EXERCISE AIM: Copy the records from the line containing "Retail shelf audit in progress. Identify where the snow-covered" through the end of the records, swapping "large tree" for "tall tree" and leaving everything else unchanged. Return only those lines.

DATA:
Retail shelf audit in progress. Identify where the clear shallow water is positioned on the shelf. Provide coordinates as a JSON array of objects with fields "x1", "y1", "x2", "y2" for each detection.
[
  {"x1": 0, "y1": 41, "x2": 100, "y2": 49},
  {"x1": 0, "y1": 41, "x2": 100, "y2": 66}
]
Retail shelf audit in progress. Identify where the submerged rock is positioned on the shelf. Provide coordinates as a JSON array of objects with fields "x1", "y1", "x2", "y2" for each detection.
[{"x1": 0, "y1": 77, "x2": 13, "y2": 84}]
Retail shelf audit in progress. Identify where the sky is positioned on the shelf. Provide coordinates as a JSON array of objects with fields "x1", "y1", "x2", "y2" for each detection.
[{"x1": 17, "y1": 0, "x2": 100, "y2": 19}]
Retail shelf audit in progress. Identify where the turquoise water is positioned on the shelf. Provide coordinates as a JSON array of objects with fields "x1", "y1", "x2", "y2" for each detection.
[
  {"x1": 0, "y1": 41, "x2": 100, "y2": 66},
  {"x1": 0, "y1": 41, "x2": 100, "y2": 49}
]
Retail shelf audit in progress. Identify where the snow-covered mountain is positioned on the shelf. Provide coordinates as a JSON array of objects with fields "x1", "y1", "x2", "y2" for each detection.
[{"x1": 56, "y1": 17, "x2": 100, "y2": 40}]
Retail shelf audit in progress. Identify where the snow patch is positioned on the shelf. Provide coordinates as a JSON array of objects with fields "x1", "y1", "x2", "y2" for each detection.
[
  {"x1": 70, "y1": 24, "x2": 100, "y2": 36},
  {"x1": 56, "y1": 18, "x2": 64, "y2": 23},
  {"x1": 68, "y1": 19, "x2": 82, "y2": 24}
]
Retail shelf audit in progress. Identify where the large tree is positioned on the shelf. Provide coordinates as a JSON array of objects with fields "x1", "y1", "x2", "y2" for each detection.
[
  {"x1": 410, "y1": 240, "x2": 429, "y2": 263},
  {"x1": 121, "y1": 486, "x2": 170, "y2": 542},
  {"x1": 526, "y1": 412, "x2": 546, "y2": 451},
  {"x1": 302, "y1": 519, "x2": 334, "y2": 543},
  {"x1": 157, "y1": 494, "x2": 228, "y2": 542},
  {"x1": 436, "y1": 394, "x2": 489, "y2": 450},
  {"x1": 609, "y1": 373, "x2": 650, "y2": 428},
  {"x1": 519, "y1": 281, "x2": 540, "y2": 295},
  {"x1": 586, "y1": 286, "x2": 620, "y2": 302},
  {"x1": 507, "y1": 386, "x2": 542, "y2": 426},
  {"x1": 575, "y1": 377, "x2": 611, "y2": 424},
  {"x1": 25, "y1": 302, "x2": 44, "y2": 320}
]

THE SOLUTION:
Retail shelf audit in progress. Identify where the snow-covered mountain is positioned on the shelf. Provide coordinates as a JSON array of objects with fields "x1", "y1", "x2", "y2" for each detection.
[{"x1": 56, "y1": 17, "x2": 100, "y2": 40}]
Retail shelf audit in progress. Identify where the snow patch is positioned on the shelf. Provide coordinates as a JSON array of objects with fields "x1", "y1", "x2", "y2" for each detection.
[
  {"x1": 70, "y1": 24, "x2": 100, "y2": 36},
  {"x1": 56, "y1": 18, "x2": 64, "y2": 23},
  {"x1": 68, "y1": 19, "x2": 82, "y2": 24}
]
Retail shelf audit in progress. Identify where the tall tree is positioned on the shelf. Provide coordinates as a JSON array of objects with fields "x1", "y1", "x2", "y2" for each detection.
[
  {"x1": 410, "y1": 240, "x2": 429, "y2": 263},
  {"x1": 121, "y1": 486, "x2": 170, "y2": 542},
  {"x1": 526, "y1": 412, "x2": 546, "y2": 451},
  {"x1": 302, "y1": 519, "x2": 334, "y2": 543},
  {"x1": 157, "y1": 494, "x2": 228, "y2": 542},
  {"x1": 436, "y1": 394, "x2": 489, "y2": 450},
  {"x1": 609, "y1": 373, "x2": 650, "y2": 428},
  {"x1": 519, "y1": 281, "x2": 540, "y2": 295},
  {"x1": 586, "y1": 286, "x2": 620, "y2": 302},
  {"x1": 507, "y1": 386, "x2": 542, "y2": 426},
  {"x1": 575, "y1": 377, "x2": 611, "y2": 424},
  {"x1": 25, "y1": 302, "x2": 44, "y2": 320}
]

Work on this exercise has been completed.